§ **SELECTED PASSAGE**

begin

Thus, honest business is good for society. While history describes the role of business, we need to consider the contemporary role of business in the future of India. Some citizens are rightly disappointed by the excesses and greed among some businesspeople. However, such mistrust should not be applied to all businesspeople. A diatribe against business is as misplaced as a congenital mistrust of politicians, bureaucrats, activists, journalists and lawyers as a class. Small businesses must flourish, some will grow into larger and competitive companies, and they, in turn, must grow into “business institutions”. Such a progression is good for society.
I have been privileged to serve two great business institutions, Unilever and Tata. Any institution must evoke awe for its size and durability, admiration for ethical conduct and contribution to society. I am sure that the people of India not only respect Unilever and Tata for their commercial success, but also love them for their service to society. I have learnt a lot during my career about how these two businesses grew into business institutions. But, of course, they are not the only ones in this genre.
During a discussion with academics of Mumbai’s premier B-School, SP Jain Institute of Management and Research (SPJIMR), we all became curious about what distinguishes the ‘shaper of an institution’ from the ‘CEO of a good company’. Through meticulous search of literature by five professors, we put together an academic construct of MBA’s–mindset, behavior, actions— that characterize a shaper. The research idea was validated through initial interviews with established business leaders.

end

§ **RECORDS SHOWN**
begin

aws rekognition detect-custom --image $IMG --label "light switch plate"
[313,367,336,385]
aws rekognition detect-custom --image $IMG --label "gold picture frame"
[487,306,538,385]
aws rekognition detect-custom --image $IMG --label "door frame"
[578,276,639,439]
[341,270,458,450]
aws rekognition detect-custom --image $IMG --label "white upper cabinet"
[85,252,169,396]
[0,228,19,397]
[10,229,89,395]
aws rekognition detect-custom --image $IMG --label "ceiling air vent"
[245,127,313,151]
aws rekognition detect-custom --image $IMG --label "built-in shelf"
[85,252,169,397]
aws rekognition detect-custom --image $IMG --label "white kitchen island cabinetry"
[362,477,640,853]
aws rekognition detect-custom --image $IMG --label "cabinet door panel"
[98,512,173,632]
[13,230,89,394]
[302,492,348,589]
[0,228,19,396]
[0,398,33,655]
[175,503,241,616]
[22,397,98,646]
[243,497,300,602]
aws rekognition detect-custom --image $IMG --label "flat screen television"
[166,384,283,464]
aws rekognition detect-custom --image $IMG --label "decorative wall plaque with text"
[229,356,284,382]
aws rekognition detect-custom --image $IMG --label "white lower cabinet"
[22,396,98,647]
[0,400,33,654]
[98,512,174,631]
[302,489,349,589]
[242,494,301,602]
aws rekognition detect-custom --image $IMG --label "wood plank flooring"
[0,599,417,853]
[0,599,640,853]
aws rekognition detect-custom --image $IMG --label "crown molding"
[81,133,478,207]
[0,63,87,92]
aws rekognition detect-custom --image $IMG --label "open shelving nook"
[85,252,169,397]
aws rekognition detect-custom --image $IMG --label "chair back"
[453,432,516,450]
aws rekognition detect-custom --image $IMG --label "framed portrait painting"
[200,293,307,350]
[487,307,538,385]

end

§ **TASK REQUIREMENTS**
[a] Answer these questions from the passage on business institutions in India.
(i) Which two business institutions has the writer served?
(ii) How many professors carried out the search of literature?
(iii) What three words does the construct called MBA's stand for?
[b] Write the next part of the passage on business institutions in India, starting after its last sentence.
The listing is separate material and is not related to the passage on business institutions.

§ **OUTPUTS BY TASK**
[a]
(i) Unilever and Tata.
(ii) Five.
(iii) Mindset, behavior and actions.

[b]
Collaborative research between a practitioner and academics is rare, particularly as applicable to the Indian social context. We used common-sense and intuitive judgments to identify Gen L (for Liberalization), companies which came into prominence around 1990s. They were solidly institutional in their approach to business, and were very good performers, even though not necessarily the best performers. They enjoyed the reputation of practisng good governance and were free of controversies. Because of our segmentation, long-established companies, called Gen C (for centurion) like Tata Steel, Indian Hotels, Godrej Soaps, Bajaj were not studied. We selected those where the prime founder/transformer could be interviewed by us.
All the six companies selected were barely known as recently as in the 1980s, but they all dramatically zoomed into the public consciousness as the new century dawned—Tata Consultancy Services (FC Kohli & S Ramadorai), Biocon group (Kiran Mazumdar-Shaw), L & T (AM Naik), HDFC group (Deepak Parekh), Marico (Harsh Mariwala) and Kotak Mahindra Bank (Uday Kotak). These six companies accounted for a third of the total market capitalization of the Bombay Stock Exchange. Adding the market value of Gen C and Gen L companies, “business institutions” accounted for a large part of the value in the market.
The stock market, set up in 1875, has 5,000 listed companies, but only 2,000 are traded, and a small clutch of “business institutions” account for over half the market capitalization. India desperately needs more business institutions for its economic progress. India would be much better placed if there were many more valuable, virile and value-based companies.
Needless to add, this will, at best, be a part of the solution for the progress of the Indian economy. In the next few monthly columns, my co-authors and I will write about the lessons from the six companies; our content is derived from our research and the the six books that we have written—on TCS, Biocon, L & T, HDFC, Marico and Kotak Bank.